**引用文:**
----

金曜日, 12月 28, 2007

備忘録(2007.12.28)






地元の図書館は今年は今日まで開館ということで、今日は年休をとって図書館へ。

本日借りたもの
1)『徒然草』(角川ソフィア文庫、2002年1月刊/ビギナーズ・クラシックス)
2)『図説・日本の近代遺産』(河出書房新社、2007年9月刊)
3)(NHK-DVD)『古典落語名作選』その3(三遊亭金馬「薮入り」、三遊亭〓遊「浮世床」、林家正蔵「中村仲蔵」、桂歌丸「お化け長屋」
4)同上その4(三遊亭〓生「火事息子」、雷門助六(八代目)「長短」、春風亭柳朝(五代目)「宿屋のあだ討ち」、山笑亭夢楽「反省魂」)

日曜日, 12月 23, 2007

備忘録(2007.12.23)

昨日公共図書館で借りた本





1)松岡正剛『知の編集工学』(朝日新聞社、1996年8月刊)
2)アラン・S.ミラー他『女が男を厳しく選ぶ理由』(阪急コミュニケーshジョン、2007年8月刊)
3)沢村貞子『私の浅草』(埼玉福祉会、昭和58年/大型活字本)
・底本=暮らしの手帖社刊『私の浅草』
・大きな写真追加した「豪華・大型本」と勘違いして借りたところ、弱視者用の「大型活字本」であった。
・本書は、第25回日本エッセイスト・クラブ賞受賞作であり、『貝のうた』とともにNHK朝の連続テレビ小説「おていちゃん」の原作となったとのこと。
4)藤井旭『(一日一話の星空案内)星空を見上げて365日』(誠文堂新光社、2007年10月)

★沢村貞子『私の浅草』(装画=花森安治)
・浅草界隈に暮らす庶民の日常生活を活き活きと書き記した自伝的随筆約70篇(例:あたりみかん、銭湯、初詣、駄菓子屋騒動、たかが亭主の浮気、物売り、浅草娘、お花見役者、化粧、三社祭、ほおずき市、ヘチマの水、五黄の寅、萬盛庵物語、宮戸座、花屋敷のあたり、役者ばか、・・・)。当時の下町の(春夏秋冬、各月の行事や風習など)1年の暮らしぶりや風情を垣間見ることができる。
(p.76)観音さま附近、伝法院の庭、花屋敷の前の茶畑など、あっちこっちに空地があったのは、しあわせだった。

----

**提供データ:**
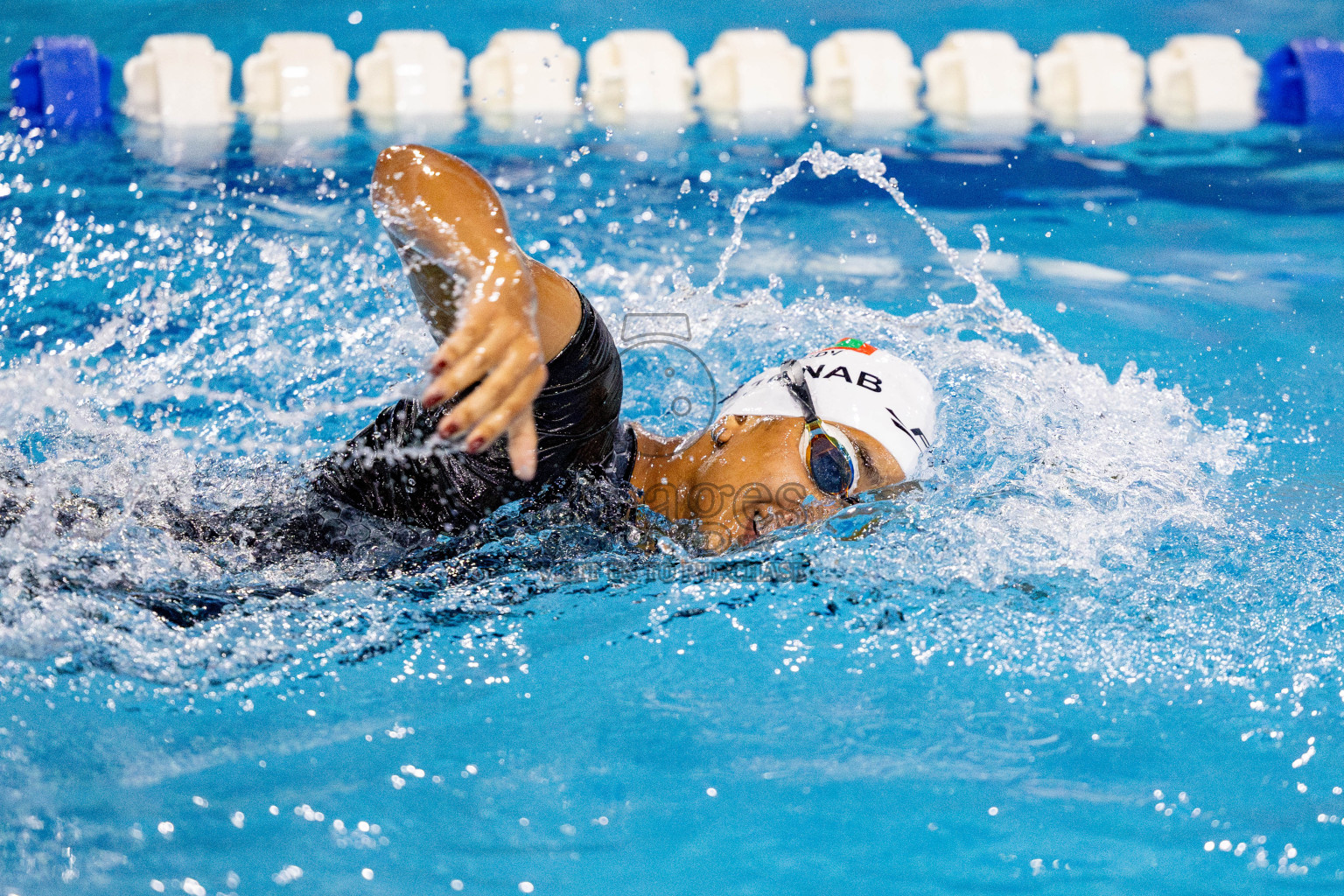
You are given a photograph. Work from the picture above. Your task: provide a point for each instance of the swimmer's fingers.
(515, 416)
(522, 444)
(471, 366)
(499, 398)
(468, 336)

----

**やるべき作業:**
[1] 図書館の備忘録にある『私の浅草』p.76の引用で、空地があった場所として挙げられているものをすべて書き出せ。
[2] 図書館の備忘録によると、沢村貞子『私の浅草』の装画を手がけたのは誰か。
[3] 図書館の備忘録を、最後の文の後から書き継げ。
資料は別の出典から取ったものだ。

**解答:**
[1] 観音さま附近、伝法院の庭、花屋敷の前の茶畑

[2] 花森安治

[3]
(p.90)浅草では、堅気の女はほとんど化粧をしかなった。土地柄で、水商売の女と毎日顔を突き合わせて暮らしているけれど、その濃化粧をうらやむもしないし軽蔑もしない。厚すぎる白粉も、赤すぎる口紅も、商売上のこと、と知っているからだった。だから、色を売らずにすむ女は、ヘチマの水で叩くぐらいがちょうどいいとこ、それ以上のお化粧は、味噌汁が白粉くさくなる、といやがった。
(p.97)(母は)「寝るほど楽があるなかに、浮世のバカが起きて働く・・・」とつぶやくくせに、夜が明ければもう、さっさとタスキをかけて、台所に立っていた。なぜそんなに働くのか、と聞けば、「こんにちさまに申し訳がないからさ」と、いとも答えた。
(p.237)この原稿を書き続けている間、何度も浅草へ出かけました。昔、お世話になった方たちや、幼馴染にもおおぜいお逢いして、遠い日の思い出を語り合い、時間を忘れる楽しいひとときをすごすことが出来ました。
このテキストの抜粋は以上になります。